### [What to do]
For the listing below, give the number of lines that hold the string "instance", without anything else.
◆ ◆ ◆ ◆
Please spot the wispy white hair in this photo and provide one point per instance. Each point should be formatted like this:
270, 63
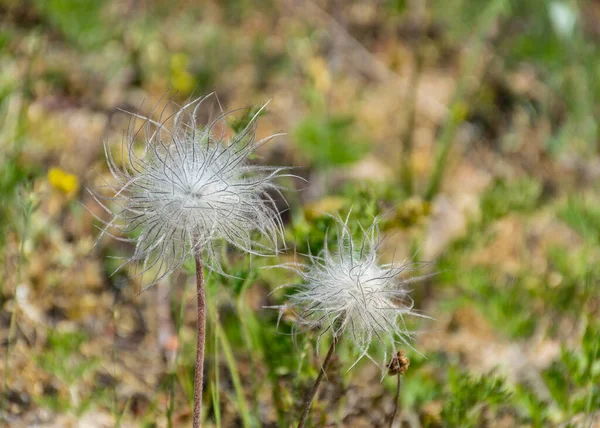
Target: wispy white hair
189, 190
346, 290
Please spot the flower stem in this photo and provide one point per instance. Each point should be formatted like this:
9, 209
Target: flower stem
311, 394
201, 327
397, 404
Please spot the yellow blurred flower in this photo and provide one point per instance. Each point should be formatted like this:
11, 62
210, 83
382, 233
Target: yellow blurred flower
181, 79
319, 72
63, 181
459, 111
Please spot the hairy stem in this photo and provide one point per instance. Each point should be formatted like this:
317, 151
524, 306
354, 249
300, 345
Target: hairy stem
313, 391
201, 327
397, 403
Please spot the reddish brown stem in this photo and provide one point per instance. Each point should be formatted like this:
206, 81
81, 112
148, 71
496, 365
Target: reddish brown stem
397, 403
201, 327
313, 391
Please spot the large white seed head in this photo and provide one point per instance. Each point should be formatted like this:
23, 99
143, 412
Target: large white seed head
346, 291
188, 191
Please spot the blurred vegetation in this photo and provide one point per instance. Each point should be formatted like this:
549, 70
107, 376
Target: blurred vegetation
488, 171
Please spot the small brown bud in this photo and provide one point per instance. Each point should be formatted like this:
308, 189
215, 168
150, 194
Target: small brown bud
398, 365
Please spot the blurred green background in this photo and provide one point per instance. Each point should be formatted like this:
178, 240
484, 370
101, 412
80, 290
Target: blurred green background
◆ ◆ ◆ ◆
### [Completed task]
9